Restate the full set of records exactly, without adding or dropping a word.
___ DATA EXTRACT ___
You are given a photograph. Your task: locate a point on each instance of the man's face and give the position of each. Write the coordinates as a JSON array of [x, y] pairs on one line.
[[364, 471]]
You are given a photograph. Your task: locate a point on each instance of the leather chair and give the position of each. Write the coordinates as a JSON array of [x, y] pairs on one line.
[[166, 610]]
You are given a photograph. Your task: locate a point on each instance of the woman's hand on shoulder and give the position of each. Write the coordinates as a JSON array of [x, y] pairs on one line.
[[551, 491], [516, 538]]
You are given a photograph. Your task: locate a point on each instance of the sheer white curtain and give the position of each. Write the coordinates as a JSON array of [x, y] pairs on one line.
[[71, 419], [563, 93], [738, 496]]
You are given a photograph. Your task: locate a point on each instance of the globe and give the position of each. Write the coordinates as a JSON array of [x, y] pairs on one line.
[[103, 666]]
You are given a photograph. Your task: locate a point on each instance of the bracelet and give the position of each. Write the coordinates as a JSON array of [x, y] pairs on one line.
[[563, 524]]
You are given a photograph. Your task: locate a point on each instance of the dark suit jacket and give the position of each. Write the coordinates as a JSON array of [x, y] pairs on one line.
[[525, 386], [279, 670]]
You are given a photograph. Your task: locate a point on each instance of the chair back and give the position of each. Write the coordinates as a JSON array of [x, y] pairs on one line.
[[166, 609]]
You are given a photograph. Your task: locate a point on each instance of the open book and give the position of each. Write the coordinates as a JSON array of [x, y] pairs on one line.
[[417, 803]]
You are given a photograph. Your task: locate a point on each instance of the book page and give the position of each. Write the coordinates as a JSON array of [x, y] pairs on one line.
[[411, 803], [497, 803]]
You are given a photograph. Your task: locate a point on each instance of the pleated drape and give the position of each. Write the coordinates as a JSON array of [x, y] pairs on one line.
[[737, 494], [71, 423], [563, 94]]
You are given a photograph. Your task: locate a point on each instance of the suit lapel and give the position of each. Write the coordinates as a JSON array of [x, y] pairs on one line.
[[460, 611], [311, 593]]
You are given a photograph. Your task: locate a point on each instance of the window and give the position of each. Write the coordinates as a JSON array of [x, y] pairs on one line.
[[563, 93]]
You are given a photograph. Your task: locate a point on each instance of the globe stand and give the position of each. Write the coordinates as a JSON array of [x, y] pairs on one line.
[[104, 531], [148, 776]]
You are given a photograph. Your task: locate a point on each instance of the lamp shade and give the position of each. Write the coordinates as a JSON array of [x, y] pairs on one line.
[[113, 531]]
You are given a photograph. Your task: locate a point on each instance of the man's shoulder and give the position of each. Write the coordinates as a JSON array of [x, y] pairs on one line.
___
(CORRECT RESULT)
You are given a photograph. Your task: locate a point on each instance of the man's face and give the position of each. Write the coordinates as a JSON array of [x, y] pairs on one line.
[[364, 471]]
You are given a photograph. Your task: locate a point on each instance of the leather chair and give the position of each. Write the coordinates as a JSON array of [x, y] pairs on one line.
[[166, 610]]
You are given a photograph. Your task: locate a point on each instance of the woman's hand on shoulder and give the position of each. Write the coordinates as a JSON array of [x, y] pairs on one line.
[[551, 491], [516, 538]]
You are given a photograph. Your task: locate a point on each instance of the sheer white curtain and give the position of each. Write the coordinates as a JSON array of [x, y] pairs on one line.
[[71, 419], [563, 93], [738, 496]]
You are given a photograph. Your task: locate a point on each instance of the globe and give the position of each. Write the coordinates as a JSON array of [x, y] pairs on one line.
[[103, 666]]
You are given a photograph. Your task: locate a point on each instance of the bracelet and give the position of each. Write the coordinates as a JSON array of [x, y] pairs on one line.
[[563, 524]]
You are given a photograph. Your task: locate a point on each instance of the dark suit jacket and give the position of each. Write the coordinates as a JSON array of [x, y] pairs on one line.
[[525, 386], [279, 670]]
You are given a photograph. Your task: locate a point on each instance of the chair back and give the position of each. Write the coordinates as a JSON array of [x, y] pairs on one line.
[[166, 609]]
You are given a photograph. Your task: locate a point on each instance of the open book and give the position of each. Write the coordinates as a JSON array of [x, y] pairs on one line.
[[417, 803]]
You are given a photograph. Your task: locate a point on each instance of the book page and give the position of each. Write the coordinates as a JSON array of [x, y] pairs on one line.
[[411, 803], [497, 803]]
You are given a photograph. Your task: locate a point on each instance of the pleated drape and give the position of each. Write the coordinates as a JSON array of [x, y] pairs on one line.
[[737, 494], [71, 423], [563, 94]]
You are given a photograph. Your task: locate a point on each instance of the suit lapel and give the position of each. Write the coordinates as a JSON array of [x, y] pairs on one line.
[[460, 611], [311, 593]]
You are given a photograph. Your task: locate a point on each instance of the window and give the position of each. Write the coordinates as a JSON array of [x, y] pairs on one line.
[[563, 93]]
You are given a photograph. Your task: locate a point on each instance of the globe stand and give the position of each. Write the coordinates as a JSON array of [x, y] pairs on one line.
[[104, 531], [148, 776]]
You are given a photograph. Your task: locate a point on each instance of the lamp shade and give the position of each. Write the coordinates as a JSON array of [x, y] pairs on one line.
[[113, 531]]
You are given a photograph. Your task: locate a point on each instance of the man's shoulder and give the position of each. Write the coordinates as a JSON array of [x, y] pairs on one line.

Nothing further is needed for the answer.